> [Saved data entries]
Segment Open

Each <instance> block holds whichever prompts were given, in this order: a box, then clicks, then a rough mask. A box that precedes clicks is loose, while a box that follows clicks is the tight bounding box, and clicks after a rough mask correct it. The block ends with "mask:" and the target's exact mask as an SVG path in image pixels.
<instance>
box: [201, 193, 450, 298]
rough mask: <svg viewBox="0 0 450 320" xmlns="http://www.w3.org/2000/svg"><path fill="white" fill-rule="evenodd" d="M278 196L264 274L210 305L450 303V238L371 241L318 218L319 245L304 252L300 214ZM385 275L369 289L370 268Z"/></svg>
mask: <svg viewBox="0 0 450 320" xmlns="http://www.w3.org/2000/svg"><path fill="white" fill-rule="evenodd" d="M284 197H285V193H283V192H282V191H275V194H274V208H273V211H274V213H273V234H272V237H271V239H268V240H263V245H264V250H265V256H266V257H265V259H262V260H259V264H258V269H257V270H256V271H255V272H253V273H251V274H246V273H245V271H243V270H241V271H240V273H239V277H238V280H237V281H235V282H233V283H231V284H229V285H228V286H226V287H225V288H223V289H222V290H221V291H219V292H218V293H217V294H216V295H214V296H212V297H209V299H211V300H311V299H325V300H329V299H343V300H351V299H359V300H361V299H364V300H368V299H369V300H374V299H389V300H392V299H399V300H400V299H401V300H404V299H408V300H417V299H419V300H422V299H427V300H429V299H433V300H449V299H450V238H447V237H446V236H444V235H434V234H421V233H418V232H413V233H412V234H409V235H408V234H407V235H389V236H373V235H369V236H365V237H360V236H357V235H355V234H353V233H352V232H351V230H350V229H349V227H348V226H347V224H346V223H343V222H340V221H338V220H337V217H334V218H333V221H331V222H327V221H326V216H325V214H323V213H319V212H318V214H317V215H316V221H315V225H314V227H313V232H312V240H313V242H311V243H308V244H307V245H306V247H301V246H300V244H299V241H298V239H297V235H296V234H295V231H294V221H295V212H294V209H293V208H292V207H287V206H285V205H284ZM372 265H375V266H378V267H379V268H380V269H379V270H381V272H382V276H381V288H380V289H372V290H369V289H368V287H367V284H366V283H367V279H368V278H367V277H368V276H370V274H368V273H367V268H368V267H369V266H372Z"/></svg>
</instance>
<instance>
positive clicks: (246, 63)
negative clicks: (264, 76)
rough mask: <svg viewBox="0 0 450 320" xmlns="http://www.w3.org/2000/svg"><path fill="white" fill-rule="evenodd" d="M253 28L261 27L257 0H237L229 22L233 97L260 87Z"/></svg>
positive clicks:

Segment Closed

> [Problem] Restate every line of the data above exactly as it was written.

> [Result]
Each <instance> block holds whichever prompts were given, in this order: a box, then clicks, then a rough mask. A box that precedes clicks is loose, while a box that follows clicks is the tight bounding box, and clicks after a rough mask correct it. The block ends with "mask:" and the target's exact mask as an SVG path in image pixels.
<instance>
box: [201, 193, 450, 298]
rough mask: <svg viewBox="0 0 450 320" xmlns="http://www.w3.org/2000/svg"><path fill="white" fill-rule="evenodd" d="M278 196L264 274L210 305L450 303V238L371 241L318 218L319 245L304 252L300 214ZM385 275L369 289L370 268Z"/></svg>
mask: <svg viewBox="0 0 450 320" xmlns="http://www.w3.org/2000/svg"><path fill="white" fill-rule="evenodd" d="M284 197H285V193H283V192H282V191H275V194H274V208H273V211H274V213H273V234H272V237H271V239H268V240H263V245H264V250H265V256H266V257H265V259H262V260H259V264H258V269H257V270H256V271H255V272H253V273H251V274H246V273H245V271H243V270H241V271H240V273H239V277H238V280H237V281H235V282H233V283H231V284H229V285H228V286H226V287H225V288H223V289H222V290H221V291H219V292H218V293H217V294H216V295H214V296H212V297H209V299H211V300H311V299H325V300H329V299H343V300H351V299H359V300H361V299H364V300H368V299H369V300H374V299H389V300H392V299H399V300H400V299H401V300H404V299H408V300H417V299H419V300H422V299H427V300H429V299H433V300H449V299H450V238H447V237H446V236H444V235H434V234H421V233H418V232H413V233H412V234H409V235H408V234H407V235H389V236H373V235H369V236H365V237H360V236H357V235H355V234H353V233H352V232H351V230H350V229H349V227H348V226H347V224H346V223H343V222H340V221H338V220H337V217H334V218H333V221H331V222H327V221H326V216H325V214H323V213H319V212H318V214H317V215H316V221H315V225H314V227H313V232H312V240H313V242H311V243H308V244H307V245H306V247H301V246H300V244H299V241H298V239H297V235H296V234H295V231H294V221H295V212H294V209H293V208H292V207H287V206H285V205H284ZM372 265H375V266H378V267H379V268H380V269H379V270H381V272H382V276H381V288H380V289H372V290H369V289H368V287H367V284H366V283H367V279H368V278H367V277H368V276H370V274H368V273H367V268H368V267H369V266H372Z"/></svg>
</instance>
<instance>
positive clicks: (246, 63)
negative clicks: (264, 76)
rough mask: <svg viewBox="0 0 450 320" xmlns="http://www.w3.org/2000/svg"><path fill="white" fill-rule="evenodd" d="M253 28L261 27L257 0H237L229 22L233 97L260 87Z"/></svg>
positive clicks:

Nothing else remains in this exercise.